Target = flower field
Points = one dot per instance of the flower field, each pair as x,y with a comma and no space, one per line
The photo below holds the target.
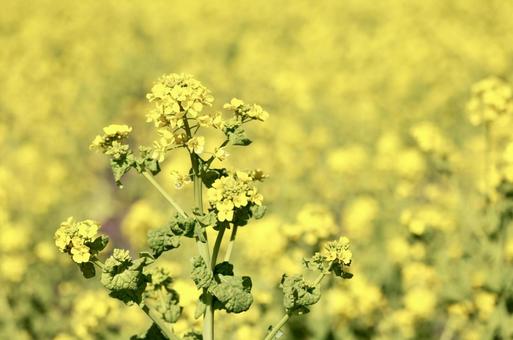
383,125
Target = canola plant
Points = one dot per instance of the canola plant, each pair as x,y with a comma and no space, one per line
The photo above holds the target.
389,123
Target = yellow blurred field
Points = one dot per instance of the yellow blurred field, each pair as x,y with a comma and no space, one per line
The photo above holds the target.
377,131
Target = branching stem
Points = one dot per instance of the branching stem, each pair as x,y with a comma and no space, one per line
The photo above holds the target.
275,329
164,193
229,249
160,323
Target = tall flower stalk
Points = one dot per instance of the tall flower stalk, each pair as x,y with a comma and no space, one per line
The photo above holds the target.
232,200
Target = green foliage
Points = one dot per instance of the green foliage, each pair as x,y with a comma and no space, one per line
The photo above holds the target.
124,277
201,274
233,200
232,292
299,294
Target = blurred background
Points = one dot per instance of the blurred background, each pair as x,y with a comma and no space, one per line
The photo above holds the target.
368,137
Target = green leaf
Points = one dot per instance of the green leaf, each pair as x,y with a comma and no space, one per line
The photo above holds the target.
205,219
233,293
121,166
87,269
258,211
160,295
201,275
183,226
224,268
169,307
298,294
201,307
238,137
145,163
161,240
191,335
99,243
123,276
210,176
318,263
153,333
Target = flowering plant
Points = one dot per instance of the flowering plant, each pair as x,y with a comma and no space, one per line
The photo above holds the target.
232,199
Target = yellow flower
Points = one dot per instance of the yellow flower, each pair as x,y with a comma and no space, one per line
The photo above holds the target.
117,130
420,301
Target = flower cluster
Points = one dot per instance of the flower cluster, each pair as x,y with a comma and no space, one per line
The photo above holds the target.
491,98
245,111
175,96
236,190
79,239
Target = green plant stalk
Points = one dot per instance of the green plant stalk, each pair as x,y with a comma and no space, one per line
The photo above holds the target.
160,323
275,329
229,249
164,193
149,312
208,321
203,248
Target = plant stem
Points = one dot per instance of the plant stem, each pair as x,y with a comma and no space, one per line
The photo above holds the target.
217,246
229,249
164,193
277,328
208,322
285,318
160,323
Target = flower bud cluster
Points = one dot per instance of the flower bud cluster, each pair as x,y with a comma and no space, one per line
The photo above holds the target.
112,142
177,96
491,98
246,111
76,239
236,190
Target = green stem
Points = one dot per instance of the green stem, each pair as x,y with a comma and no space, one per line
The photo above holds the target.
97,262
160,323
203,248
217,246
150,312
285,318
164,193
229,249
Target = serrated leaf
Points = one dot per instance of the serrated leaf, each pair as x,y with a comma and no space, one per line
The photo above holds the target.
153,333
200,274
99,243
233,293
258,211
120,167
191,335
183,226
161,240
123,276
87,269
224,268
298,294
201,307
238,137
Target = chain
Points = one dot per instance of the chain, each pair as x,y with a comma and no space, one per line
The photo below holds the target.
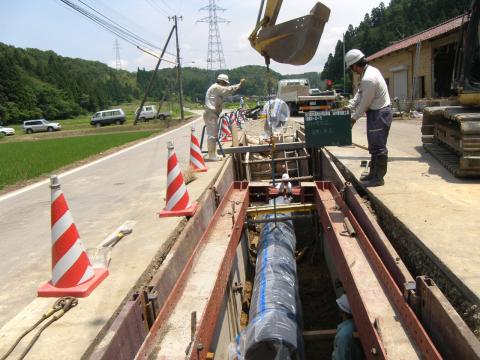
58,309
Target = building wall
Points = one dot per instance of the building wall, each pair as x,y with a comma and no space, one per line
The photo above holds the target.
405,59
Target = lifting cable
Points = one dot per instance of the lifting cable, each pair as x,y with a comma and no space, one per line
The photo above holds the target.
59,308
272,138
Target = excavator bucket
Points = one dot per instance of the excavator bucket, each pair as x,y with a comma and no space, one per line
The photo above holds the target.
293,42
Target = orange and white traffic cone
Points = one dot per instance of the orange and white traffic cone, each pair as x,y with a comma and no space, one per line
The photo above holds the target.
72,272
178,200
196,158
225,133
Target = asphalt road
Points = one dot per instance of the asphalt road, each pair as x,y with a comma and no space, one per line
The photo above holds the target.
101,196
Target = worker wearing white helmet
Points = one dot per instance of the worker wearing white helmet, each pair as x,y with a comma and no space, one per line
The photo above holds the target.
372,97
345,346
285,186
213,107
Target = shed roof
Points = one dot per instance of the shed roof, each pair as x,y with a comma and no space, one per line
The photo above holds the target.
431,33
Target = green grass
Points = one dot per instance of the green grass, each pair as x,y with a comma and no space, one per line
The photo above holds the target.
82,122
24,160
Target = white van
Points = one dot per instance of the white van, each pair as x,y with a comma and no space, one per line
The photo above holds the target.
107,117
148,112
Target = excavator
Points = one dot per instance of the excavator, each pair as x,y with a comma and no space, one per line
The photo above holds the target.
293,42
452,133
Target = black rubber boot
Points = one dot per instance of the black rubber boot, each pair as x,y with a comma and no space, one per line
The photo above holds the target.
379,171
368,175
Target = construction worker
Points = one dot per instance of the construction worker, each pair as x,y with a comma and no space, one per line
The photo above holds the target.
345,347
213,108
277,113
285,186
372,97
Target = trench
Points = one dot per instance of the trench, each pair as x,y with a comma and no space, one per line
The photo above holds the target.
318,309
416,259
316,289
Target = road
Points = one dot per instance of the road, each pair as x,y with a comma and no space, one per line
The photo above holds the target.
127,185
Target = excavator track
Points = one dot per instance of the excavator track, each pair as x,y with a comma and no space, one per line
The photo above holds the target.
452,135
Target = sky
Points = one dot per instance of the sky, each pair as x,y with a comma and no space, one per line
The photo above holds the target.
51,25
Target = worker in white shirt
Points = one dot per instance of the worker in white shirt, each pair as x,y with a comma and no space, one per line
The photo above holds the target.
285,186
345,346
372,97
213,107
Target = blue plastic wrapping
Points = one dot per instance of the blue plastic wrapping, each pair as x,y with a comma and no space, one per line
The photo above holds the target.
274,331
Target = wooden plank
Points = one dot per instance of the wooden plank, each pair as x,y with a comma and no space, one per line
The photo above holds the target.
326,334
277,159
264,148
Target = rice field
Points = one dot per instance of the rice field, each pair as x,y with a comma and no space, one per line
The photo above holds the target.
24,160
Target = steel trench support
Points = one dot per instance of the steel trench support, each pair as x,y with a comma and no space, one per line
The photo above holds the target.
370,339
206,328
176,293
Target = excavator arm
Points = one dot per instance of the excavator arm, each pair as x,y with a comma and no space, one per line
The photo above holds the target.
293,42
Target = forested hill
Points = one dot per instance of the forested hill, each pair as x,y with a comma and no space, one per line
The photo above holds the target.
35,83
384,25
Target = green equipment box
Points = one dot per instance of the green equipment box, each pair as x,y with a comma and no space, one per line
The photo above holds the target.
327,128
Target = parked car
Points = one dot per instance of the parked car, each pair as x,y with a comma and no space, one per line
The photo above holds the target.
148,112
40,125
108,117
6,131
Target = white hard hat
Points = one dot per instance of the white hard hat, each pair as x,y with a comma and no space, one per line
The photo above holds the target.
353,56
343,304
223,77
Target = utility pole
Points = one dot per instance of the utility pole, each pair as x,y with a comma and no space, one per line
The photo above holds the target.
344,79
215,57
118,61
152,78
179,67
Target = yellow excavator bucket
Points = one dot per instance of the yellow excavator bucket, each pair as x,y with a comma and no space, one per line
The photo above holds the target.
293,42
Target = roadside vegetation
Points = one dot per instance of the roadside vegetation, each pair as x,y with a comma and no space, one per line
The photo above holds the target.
80,125
25,160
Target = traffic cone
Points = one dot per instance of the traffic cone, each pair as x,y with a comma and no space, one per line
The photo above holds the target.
225,133
178,200
196,159
72,272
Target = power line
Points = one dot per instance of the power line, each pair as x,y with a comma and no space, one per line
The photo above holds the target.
133,35
111,26
168,6
157,7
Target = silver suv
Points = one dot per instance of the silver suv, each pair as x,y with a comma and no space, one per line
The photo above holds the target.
40,125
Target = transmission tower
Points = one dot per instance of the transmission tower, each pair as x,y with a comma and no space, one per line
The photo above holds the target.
215,57
118,61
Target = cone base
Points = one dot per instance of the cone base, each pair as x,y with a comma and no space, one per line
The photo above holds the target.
200,170
82,290
190,211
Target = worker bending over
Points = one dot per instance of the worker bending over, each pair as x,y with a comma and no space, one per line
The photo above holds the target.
285,186
345,346
372,97
213,107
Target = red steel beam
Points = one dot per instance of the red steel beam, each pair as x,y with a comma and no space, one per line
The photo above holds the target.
327,191
369,337
177,290
208,323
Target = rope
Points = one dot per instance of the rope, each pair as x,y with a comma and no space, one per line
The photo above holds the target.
59,308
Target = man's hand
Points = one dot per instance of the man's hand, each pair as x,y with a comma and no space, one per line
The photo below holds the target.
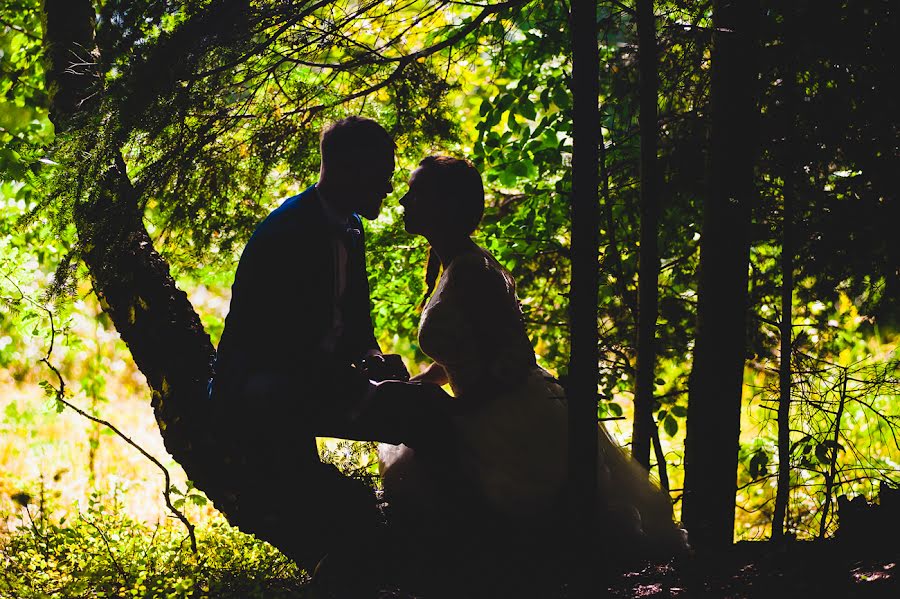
::::::::
An answer is complete only when it holds every line above containing the string "equipment".

Target = green equipment box
Points = one dot per instance of the green equipment box, each pair as x,y with a comma and no space, one per line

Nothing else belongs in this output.